Point localization data:
↓
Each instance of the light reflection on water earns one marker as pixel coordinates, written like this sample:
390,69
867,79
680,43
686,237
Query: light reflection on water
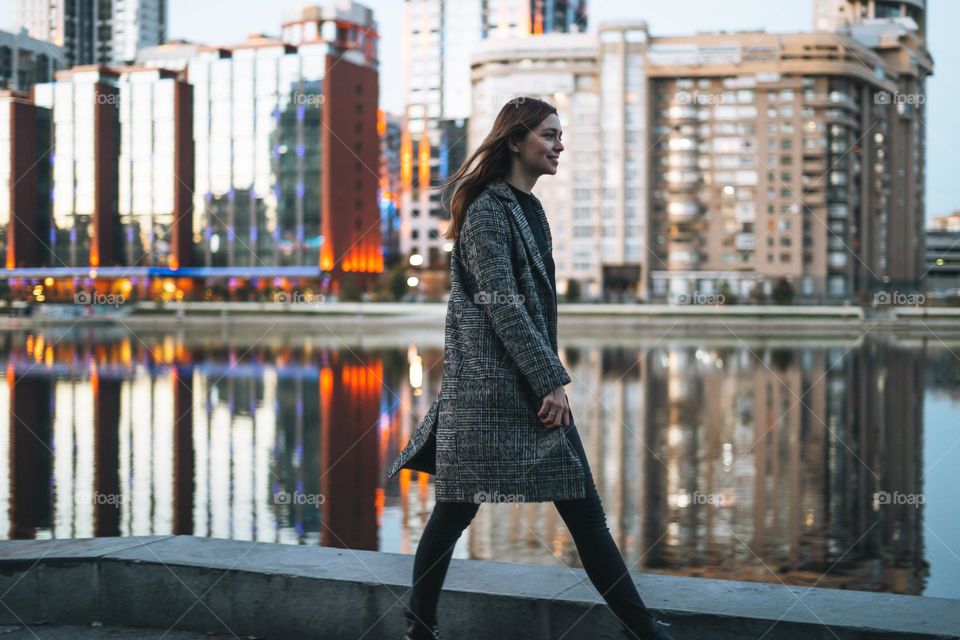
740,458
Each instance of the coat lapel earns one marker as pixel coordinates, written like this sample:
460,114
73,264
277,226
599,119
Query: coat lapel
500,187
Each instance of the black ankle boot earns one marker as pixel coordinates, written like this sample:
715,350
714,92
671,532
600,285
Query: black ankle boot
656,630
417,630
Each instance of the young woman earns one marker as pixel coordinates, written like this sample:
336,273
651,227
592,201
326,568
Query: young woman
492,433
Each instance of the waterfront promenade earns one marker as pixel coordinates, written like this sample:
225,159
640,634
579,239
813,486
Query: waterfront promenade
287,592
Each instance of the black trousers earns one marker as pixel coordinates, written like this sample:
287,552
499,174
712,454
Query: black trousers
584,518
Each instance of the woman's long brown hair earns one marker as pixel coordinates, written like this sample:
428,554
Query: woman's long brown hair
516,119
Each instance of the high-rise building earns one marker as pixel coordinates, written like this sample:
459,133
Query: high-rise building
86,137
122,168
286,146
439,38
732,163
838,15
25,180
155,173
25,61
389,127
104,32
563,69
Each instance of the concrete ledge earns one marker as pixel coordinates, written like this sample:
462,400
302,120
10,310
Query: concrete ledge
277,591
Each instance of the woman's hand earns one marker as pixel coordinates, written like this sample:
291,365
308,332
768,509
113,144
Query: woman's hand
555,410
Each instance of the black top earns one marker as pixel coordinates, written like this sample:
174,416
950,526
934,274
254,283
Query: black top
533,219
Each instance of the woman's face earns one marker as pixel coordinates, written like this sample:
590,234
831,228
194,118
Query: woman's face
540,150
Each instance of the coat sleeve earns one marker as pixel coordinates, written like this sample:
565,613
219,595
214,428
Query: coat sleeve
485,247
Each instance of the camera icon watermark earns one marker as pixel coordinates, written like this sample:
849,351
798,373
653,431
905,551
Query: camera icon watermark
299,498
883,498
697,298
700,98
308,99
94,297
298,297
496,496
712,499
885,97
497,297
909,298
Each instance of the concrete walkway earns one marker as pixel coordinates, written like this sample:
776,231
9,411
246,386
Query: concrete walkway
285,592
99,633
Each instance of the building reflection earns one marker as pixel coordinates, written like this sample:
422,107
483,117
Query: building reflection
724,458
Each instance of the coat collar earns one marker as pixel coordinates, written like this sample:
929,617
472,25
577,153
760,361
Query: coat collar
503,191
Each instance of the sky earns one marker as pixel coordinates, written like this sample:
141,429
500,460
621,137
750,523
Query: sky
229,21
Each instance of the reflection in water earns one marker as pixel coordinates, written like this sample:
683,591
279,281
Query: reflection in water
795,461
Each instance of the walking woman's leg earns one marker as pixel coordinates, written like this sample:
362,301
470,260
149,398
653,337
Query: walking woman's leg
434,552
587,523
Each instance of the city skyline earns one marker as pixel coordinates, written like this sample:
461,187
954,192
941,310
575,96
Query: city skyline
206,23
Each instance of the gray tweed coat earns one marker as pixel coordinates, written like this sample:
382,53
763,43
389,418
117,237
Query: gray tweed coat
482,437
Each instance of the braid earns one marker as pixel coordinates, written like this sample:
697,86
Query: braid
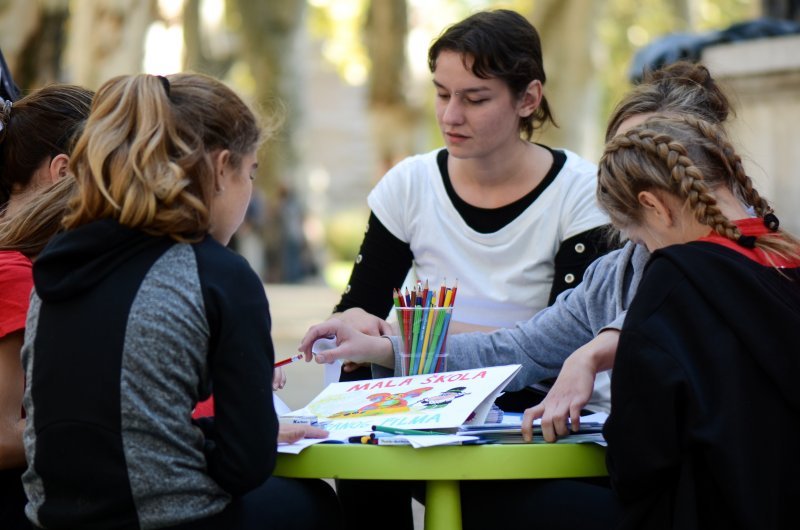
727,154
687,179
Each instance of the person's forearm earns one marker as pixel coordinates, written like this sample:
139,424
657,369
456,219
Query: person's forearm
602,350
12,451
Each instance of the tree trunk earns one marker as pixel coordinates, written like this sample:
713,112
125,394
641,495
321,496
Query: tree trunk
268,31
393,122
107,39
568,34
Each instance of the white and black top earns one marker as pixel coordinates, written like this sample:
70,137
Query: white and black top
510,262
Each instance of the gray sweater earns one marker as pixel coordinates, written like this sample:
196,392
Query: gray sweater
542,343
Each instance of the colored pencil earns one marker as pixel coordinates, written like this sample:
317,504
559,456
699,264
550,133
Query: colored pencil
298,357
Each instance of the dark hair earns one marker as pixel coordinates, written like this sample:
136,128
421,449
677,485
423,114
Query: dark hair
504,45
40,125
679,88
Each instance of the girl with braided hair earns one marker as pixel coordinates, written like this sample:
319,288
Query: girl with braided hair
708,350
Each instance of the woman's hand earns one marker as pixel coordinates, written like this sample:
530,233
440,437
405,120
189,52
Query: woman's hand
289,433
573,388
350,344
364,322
↑
↓
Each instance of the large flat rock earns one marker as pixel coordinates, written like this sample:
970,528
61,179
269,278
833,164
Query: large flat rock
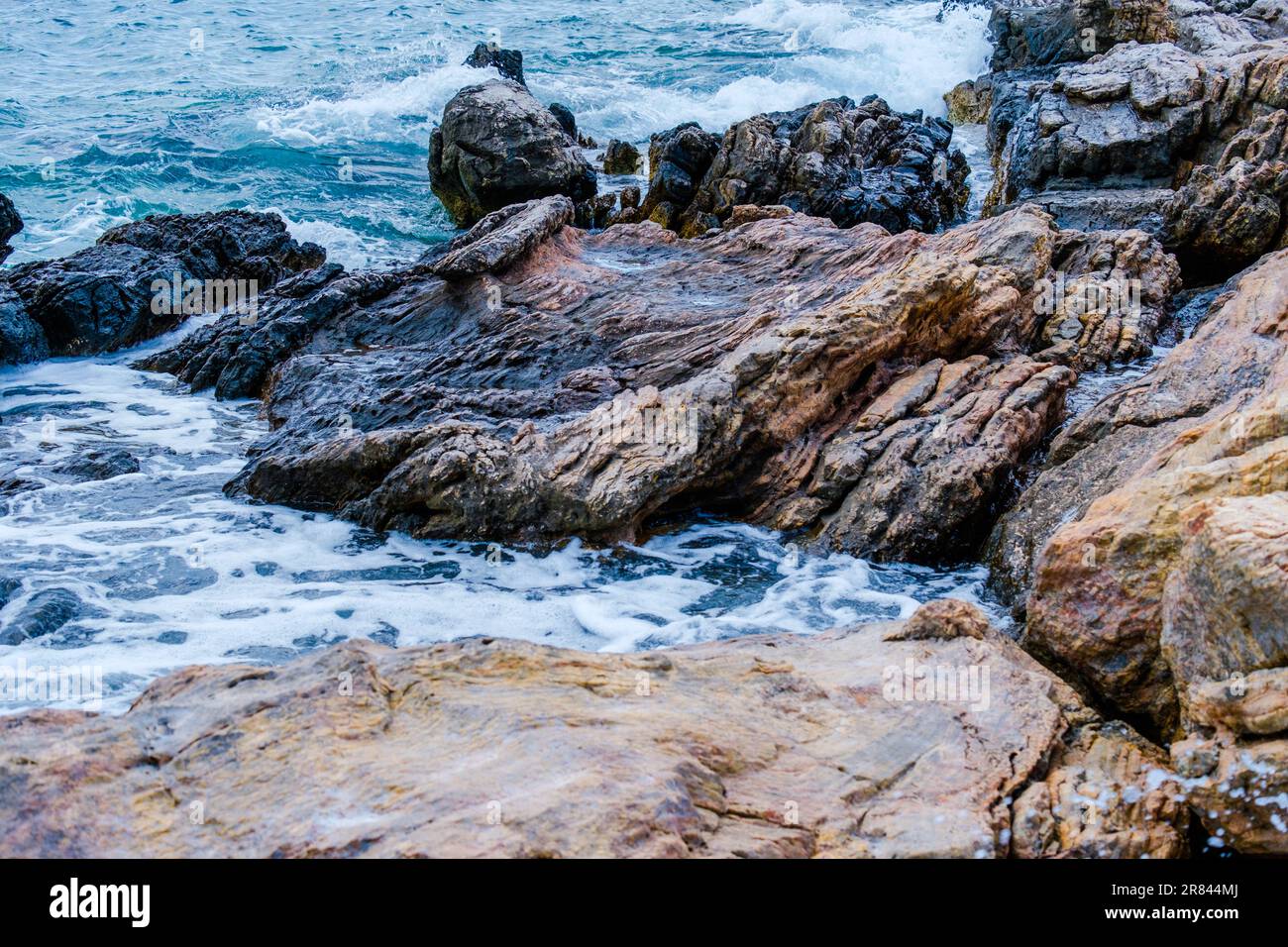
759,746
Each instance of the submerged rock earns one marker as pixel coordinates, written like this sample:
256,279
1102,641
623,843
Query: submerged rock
↑
↓
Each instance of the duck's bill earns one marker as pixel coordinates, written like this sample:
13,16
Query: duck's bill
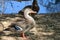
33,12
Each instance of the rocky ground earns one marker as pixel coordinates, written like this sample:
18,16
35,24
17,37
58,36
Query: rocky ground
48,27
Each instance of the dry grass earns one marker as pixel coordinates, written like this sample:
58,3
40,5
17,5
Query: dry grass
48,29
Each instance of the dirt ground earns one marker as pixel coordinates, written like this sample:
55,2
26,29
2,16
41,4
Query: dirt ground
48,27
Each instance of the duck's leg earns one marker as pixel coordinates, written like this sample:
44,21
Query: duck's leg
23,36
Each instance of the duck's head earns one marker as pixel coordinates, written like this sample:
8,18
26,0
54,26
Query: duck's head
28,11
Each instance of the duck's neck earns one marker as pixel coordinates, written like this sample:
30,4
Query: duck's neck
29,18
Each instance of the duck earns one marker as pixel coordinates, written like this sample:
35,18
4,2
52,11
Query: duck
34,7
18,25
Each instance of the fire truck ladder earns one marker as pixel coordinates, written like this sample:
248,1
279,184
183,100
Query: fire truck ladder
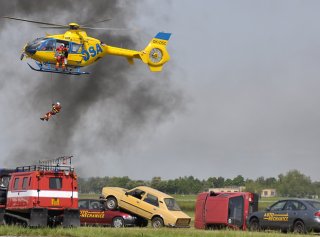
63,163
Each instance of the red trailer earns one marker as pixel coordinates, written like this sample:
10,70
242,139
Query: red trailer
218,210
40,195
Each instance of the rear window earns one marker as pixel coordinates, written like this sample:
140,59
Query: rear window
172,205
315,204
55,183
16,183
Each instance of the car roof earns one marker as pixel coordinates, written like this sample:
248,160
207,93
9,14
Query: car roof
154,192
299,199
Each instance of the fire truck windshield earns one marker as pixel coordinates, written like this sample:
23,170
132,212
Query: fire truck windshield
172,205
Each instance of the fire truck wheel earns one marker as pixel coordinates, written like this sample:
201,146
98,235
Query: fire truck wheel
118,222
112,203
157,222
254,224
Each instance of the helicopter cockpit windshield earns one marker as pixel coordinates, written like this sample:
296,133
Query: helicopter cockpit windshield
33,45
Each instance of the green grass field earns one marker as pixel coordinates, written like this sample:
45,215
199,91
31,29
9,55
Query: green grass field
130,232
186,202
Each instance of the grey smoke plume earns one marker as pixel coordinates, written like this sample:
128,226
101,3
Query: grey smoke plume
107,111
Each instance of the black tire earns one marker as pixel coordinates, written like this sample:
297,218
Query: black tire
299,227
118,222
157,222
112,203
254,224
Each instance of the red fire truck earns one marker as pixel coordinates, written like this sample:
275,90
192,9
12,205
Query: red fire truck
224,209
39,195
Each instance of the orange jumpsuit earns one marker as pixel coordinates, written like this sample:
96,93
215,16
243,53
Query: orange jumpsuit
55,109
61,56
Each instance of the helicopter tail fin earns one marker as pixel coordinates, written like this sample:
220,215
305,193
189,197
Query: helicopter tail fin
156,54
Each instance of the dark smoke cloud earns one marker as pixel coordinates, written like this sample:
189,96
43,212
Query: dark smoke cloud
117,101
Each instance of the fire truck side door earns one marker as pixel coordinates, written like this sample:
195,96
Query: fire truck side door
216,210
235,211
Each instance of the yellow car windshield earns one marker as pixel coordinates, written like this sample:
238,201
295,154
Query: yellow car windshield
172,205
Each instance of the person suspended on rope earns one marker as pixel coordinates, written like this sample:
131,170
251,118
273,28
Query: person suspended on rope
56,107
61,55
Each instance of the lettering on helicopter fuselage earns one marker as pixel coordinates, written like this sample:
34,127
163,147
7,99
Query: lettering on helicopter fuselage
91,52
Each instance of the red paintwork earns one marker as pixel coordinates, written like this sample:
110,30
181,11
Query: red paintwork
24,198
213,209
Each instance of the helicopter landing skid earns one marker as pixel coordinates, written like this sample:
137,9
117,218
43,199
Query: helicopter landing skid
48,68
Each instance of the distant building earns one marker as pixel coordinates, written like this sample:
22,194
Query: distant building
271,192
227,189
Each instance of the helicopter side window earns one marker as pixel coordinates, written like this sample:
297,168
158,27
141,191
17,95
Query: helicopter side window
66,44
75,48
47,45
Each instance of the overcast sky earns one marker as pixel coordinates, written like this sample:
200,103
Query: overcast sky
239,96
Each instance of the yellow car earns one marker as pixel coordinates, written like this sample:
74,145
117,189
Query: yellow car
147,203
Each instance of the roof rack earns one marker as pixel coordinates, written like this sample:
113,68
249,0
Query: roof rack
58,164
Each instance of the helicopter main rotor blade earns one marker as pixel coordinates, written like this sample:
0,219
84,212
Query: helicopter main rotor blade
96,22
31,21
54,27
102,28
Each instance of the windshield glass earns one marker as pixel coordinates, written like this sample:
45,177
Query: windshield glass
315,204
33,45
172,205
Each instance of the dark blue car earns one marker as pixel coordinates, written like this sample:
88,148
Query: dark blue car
↑
How many lines in the records contain the word "blue"? Reply with that number only.

2